SOURCE DOCUMENT.
Nancy Pfund is managing partner at DBL Partners, a venture capital firm which specialises in investing in companies and start-ups that offer both rewarding financial returns, and positive social impacts. There have been some serious clean tech companies in DBL’s portfolio. As well as being one of the earliest backers to Tesla and SolarCity, to utility-scale solar tracker company NEXTracker to Off-Grid Electric, which deploys solar in rural Africa; to others in energy storage like Advanced Microgrid Solutions and Primus Power, Pfund is extremely well-placed to offer a quick Q&A ‘masterclass’ in energy storage investing.

What were some of your key takeaways from 2016 in energy storage?

It was a seminal year for energy storage. Energy storage really moved from dream to reality. The hard work that lots and lots of companies have been doing for several years to get battery storage into primetime, they flipped the switch and while we don’t have widespread energy storage yet, we definitely took the important first steps toward that reality. I think you see it through the very high profile merger of SolarCity and Tesla, which was a statement about energy storage and its role not only in transportation but most importantly in greening the grid and pursuing consumer personalisation and choice, as well as utility use of storage to avoid the need for peaker plants and such.

Similarly other chemistries that will be important made some very significant moves into pilots and flow batteries, different chemistries, nickel-zinc, zinc bromide. I’m not the person to ask for all the different battery types but we’ve seen uptake on the part of utilities, corporate customers and in certain locales, residential when paired with PV. For all of those reasons we saw 2016 as a huge inflection point for energy storage.

We’ve seen significant growth in the various different use cases for energy storage. It’s not just households with PV, or just utilities doing more to make grids resilient – would you say it’s been an “all of the above” kind of year?

I would but with the underlining emphasis that corporations are becoming significant storage customers. As we see the move towards 100% renewables on the part of massive companies like Apple and Google and Microsoft and Amazon, they are now becoming, as they build that renewable infrastructure for their servers and operations, not surprisingly, some of the earliest storage customers. One of our companies Primus Power that has a zinc bromide flow battery has an installation at Microsoft HQ for example which is very significant in terms of signalling that part of the toolkit for corporations to reduce costs by going renewable and achieve their sustainability goals, a big part of that toolkit is the battery or the storage architecture.

A huge part of DBL’s raison d’etre is positive social impact – if corporations are choosing to do this is that a good marriage of business sense with social benefits?

You don’t have to sacrifice financial return to deliver a positive social result and I think storage epitomises that because you’re seeing significant companies in their early days being built that will bring returns to investors at the same time that you’re addressing a critical need. If we electrify everything – which we’re moving towards doing – we need to do it in a way that uses green resources and the nature of those resources will require storage. So it’s a virtuous circle.

(Stored items)
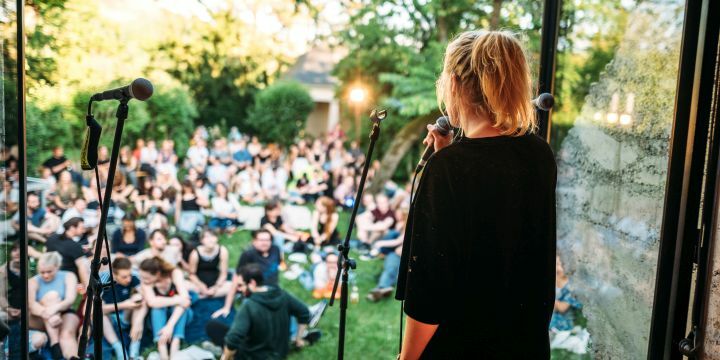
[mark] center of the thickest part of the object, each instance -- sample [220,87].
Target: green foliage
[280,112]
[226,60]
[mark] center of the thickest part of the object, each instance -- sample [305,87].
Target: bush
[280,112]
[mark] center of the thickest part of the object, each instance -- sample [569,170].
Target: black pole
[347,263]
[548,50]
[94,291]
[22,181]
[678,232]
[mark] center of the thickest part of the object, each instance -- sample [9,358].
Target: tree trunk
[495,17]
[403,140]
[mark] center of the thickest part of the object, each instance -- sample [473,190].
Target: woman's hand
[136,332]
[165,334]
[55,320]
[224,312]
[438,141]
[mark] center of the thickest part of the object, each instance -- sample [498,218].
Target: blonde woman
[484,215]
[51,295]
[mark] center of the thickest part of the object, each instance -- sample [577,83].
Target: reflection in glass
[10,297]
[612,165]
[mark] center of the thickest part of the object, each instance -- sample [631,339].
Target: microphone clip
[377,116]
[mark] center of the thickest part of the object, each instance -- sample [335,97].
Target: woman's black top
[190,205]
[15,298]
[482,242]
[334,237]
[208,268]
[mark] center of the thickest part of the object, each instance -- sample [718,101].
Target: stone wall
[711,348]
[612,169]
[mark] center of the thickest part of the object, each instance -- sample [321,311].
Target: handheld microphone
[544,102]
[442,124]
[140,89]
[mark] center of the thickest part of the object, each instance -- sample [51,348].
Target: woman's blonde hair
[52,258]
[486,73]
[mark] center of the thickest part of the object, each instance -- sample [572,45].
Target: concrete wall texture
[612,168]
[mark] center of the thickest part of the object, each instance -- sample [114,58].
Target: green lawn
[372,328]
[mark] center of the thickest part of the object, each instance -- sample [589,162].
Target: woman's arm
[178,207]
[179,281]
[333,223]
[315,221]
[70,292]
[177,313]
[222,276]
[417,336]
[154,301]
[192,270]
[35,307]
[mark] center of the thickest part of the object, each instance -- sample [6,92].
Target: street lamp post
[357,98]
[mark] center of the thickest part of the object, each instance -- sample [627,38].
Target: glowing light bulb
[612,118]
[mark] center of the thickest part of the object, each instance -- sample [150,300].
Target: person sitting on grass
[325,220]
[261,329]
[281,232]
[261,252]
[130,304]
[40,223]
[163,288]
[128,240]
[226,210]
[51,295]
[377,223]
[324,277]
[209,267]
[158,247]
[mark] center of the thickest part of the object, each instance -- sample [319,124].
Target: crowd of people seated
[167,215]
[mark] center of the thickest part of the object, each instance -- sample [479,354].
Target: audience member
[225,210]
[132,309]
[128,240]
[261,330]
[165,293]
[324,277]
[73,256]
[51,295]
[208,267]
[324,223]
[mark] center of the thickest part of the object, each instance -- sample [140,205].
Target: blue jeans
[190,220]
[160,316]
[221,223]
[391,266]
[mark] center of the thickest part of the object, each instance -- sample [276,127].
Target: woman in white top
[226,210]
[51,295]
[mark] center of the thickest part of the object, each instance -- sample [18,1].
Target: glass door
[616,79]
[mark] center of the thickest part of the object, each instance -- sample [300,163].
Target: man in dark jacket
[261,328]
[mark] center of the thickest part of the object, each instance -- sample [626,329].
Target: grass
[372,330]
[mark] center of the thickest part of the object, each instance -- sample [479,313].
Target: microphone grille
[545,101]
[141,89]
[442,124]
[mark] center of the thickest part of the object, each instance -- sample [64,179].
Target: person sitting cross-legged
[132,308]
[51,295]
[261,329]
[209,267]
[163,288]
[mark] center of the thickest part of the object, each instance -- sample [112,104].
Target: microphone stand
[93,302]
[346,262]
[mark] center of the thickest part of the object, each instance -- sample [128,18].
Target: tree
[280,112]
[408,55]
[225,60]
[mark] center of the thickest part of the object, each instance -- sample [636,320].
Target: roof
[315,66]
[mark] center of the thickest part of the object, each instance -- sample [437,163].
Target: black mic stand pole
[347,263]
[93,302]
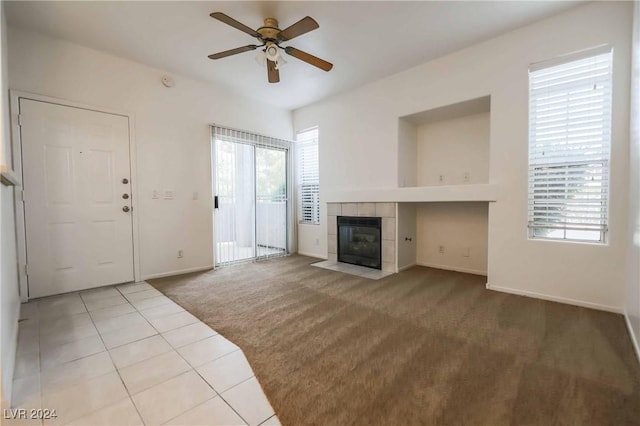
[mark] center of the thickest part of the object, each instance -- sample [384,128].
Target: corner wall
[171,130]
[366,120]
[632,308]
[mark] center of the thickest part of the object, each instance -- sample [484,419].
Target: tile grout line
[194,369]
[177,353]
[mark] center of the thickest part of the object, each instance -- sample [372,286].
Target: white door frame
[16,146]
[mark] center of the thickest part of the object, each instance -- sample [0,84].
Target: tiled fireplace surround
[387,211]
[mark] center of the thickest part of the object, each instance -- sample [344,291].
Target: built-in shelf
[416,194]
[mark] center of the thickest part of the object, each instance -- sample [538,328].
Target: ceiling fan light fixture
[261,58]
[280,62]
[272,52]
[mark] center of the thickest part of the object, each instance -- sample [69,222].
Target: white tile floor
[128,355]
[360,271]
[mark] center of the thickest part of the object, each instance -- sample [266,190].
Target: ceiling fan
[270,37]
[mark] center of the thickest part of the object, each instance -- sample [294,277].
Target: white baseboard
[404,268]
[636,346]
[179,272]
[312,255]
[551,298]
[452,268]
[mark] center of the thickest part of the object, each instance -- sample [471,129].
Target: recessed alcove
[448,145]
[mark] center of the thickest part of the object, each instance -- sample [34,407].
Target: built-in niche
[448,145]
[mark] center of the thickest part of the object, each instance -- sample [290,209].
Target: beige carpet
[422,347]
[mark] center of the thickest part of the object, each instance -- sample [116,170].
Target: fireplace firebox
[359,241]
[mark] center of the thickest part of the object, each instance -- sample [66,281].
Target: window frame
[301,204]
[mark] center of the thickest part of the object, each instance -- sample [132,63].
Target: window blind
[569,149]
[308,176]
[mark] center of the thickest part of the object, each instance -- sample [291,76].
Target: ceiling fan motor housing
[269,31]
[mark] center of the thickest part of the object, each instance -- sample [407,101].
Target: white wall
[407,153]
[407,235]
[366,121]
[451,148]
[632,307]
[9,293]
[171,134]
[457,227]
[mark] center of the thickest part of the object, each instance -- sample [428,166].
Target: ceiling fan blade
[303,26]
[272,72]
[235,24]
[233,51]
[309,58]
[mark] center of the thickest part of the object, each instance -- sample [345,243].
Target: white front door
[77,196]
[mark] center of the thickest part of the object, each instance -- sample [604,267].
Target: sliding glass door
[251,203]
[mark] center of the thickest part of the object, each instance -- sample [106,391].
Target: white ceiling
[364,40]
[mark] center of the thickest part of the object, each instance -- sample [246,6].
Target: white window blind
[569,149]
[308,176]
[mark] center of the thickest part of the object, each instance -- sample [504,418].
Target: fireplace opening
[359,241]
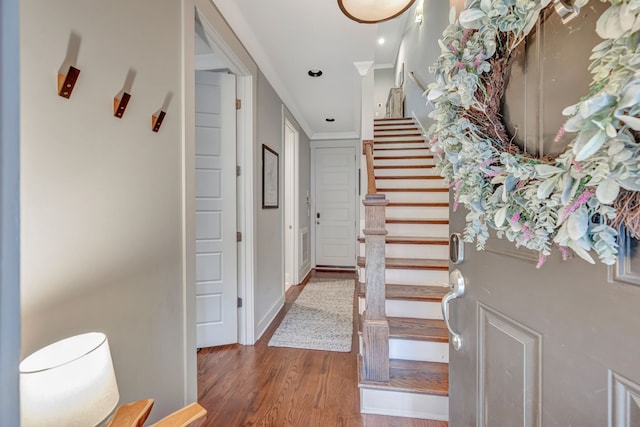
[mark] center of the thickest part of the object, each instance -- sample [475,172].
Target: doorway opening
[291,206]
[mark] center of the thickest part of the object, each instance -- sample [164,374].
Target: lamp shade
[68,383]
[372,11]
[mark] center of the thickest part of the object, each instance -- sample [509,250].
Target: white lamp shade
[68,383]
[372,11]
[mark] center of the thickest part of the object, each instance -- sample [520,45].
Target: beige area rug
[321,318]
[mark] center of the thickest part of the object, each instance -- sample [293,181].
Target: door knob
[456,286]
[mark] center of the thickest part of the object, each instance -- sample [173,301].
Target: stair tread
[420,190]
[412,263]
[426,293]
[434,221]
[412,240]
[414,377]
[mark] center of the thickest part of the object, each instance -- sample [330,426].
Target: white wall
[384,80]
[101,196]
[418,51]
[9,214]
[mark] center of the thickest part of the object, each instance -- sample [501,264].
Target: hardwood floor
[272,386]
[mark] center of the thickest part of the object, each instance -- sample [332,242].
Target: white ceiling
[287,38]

INSTRUCTIONS.
A – Answer these questions using the energy storage interview:
(i) Which DBL portfolio company deploys solar in rural Africa?
(ii) In the opening sentence of her first answer, what kind of year does Pfund call 2016 for energy storage?
(iii) Which company has a zinc bromide flow battery installed at Microsoft HQ?
B – Summarize the energy storage interview in two sentences.
C – Translate this sentence from the energy storage interview into French: "Energy storage really moved from dream to reality."
The stored material bears no relation to the energy storage interview.

ANSWER SET.
A –
(i) Off-Grid Electric
(ii) A seminal year
(iii) Primus Power

B – Nancy Pfund, managing partner at the venture capital firm DBL Partners, describes 2016 as a seminal year in which energy storage moved from dream to reality, pointing to the merger of SolarCity and Tesla and to uptake by utilities, corporate customers, and some residential customers. She emphasizes that corporations moving toward 100% renewables are becoming significant storage customers, and she argues that storage shows that financial return need not be sacrificed to deliver a positive social result.

C – Le stockage de l'énergie est vraiment passé du rêve à la réalité.